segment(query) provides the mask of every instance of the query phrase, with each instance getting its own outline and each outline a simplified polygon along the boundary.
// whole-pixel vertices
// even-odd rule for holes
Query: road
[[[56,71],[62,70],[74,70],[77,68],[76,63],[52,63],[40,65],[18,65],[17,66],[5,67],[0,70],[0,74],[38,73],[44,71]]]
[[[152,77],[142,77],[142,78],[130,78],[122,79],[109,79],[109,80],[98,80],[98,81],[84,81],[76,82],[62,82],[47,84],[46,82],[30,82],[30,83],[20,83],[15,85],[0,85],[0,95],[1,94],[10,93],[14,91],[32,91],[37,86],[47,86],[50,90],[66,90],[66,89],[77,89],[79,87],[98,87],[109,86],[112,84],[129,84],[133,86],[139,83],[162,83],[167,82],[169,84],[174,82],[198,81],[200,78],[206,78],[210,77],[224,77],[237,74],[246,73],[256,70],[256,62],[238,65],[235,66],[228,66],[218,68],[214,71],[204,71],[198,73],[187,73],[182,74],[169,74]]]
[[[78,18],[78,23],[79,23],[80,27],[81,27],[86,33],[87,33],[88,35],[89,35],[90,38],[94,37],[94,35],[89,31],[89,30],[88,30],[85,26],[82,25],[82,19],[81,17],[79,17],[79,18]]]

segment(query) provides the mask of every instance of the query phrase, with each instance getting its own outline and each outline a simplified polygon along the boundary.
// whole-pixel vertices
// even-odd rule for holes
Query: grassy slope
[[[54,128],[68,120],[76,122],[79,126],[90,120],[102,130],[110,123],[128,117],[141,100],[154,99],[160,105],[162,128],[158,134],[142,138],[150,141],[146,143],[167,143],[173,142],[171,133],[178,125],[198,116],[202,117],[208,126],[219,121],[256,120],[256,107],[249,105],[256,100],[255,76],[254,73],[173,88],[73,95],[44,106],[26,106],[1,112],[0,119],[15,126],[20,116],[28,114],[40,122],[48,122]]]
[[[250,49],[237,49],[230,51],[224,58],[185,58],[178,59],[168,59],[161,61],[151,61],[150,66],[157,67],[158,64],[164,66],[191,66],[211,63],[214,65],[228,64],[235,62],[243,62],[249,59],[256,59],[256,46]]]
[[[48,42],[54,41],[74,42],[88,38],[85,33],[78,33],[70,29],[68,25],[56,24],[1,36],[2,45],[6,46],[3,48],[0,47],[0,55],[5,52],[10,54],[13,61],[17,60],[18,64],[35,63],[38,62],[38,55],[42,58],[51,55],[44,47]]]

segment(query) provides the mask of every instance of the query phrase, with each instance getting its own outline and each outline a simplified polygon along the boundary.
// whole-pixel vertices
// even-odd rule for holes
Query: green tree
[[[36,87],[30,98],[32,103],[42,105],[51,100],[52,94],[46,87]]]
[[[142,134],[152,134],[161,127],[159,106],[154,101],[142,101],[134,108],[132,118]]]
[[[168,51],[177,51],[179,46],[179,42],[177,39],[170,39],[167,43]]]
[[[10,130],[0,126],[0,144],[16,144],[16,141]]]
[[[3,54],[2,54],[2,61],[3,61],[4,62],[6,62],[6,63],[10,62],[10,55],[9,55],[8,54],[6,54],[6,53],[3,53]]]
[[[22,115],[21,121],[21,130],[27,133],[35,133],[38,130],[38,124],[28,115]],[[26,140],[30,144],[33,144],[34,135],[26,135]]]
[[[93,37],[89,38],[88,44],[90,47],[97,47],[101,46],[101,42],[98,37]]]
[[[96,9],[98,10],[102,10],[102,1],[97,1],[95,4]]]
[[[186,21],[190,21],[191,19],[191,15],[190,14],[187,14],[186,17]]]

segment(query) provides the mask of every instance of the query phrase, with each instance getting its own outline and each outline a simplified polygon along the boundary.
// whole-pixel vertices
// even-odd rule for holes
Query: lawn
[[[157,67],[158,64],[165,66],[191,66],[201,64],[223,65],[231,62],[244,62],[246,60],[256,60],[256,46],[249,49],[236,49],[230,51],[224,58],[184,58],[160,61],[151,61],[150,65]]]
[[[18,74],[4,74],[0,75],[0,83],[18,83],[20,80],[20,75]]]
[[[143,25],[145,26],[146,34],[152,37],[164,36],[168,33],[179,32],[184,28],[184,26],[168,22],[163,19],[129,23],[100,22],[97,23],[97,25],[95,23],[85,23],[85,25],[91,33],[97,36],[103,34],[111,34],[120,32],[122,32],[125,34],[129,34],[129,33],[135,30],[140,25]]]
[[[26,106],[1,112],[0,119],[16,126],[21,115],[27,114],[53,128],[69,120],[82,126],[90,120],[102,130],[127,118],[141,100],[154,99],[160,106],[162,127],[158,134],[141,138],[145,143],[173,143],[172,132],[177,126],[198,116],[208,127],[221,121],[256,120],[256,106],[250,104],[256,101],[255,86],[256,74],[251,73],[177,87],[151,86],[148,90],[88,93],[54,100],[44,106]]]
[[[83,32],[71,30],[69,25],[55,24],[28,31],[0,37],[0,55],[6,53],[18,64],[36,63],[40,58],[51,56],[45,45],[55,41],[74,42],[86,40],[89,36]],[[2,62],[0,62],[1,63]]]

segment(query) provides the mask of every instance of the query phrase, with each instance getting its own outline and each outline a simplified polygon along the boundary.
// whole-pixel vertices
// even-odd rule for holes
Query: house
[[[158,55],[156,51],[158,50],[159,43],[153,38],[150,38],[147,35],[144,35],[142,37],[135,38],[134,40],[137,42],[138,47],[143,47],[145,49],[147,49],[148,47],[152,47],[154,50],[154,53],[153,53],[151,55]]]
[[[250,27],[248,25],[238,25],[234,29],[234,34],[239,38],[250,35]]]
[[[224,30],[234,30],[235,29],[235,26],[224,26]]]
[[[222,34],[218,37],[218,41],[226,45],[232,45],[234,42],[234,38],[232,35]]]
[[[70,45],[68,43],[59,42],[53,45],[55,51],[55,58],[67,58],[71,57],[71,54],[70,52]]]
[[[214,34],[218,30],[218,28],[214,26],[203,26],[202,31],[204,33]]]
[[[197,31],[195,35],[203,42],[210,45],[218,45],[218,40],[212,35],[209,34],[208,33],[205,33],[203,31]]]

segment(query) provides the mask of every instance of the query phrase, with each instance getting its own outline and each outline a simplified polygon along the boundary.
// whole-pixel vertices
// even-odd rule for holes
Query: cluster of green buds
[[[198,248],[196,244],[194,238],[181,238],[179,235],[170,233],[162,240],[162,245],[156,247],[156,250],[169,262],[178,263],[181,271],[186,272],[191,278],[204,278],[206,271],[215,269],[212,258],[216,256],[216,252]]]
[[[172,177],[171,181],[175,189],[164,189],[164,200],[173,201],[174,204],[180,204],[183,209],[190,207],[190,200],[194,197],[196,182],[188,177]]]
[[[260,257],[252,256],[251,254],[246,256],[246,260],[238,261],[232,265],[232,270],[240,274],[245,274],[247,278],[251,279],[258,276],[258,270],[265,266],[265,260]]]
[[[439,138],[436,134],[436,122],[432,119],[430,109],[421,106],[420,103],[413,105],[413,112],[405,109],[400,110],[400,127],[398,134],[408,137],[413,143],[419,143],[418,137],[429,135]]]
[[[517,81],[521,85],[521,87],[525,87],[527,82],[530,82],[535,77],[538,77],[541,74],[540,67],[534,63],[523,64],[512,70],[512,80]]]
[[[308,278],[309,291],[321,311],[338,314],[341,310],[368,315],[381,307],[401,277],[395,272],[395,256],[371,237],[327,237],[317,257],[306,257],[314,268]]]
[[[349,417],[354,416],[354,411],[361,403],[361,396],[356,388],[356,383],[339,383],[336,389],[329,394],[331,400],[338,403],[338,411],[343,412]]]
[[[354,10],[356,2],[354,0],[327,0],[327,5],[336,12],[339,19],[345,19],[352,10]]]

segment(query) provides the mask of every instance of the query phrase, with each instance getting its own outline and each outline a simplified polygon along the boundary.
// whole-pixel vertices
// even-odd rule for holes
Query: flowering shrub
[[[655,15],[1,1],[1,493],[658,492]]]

> What this task involves: Gather every line in the listing above that contains the string "green", treating uppercase and lowercase as distinct.

> Task result:
Query: green tree
Query: cluster of green buds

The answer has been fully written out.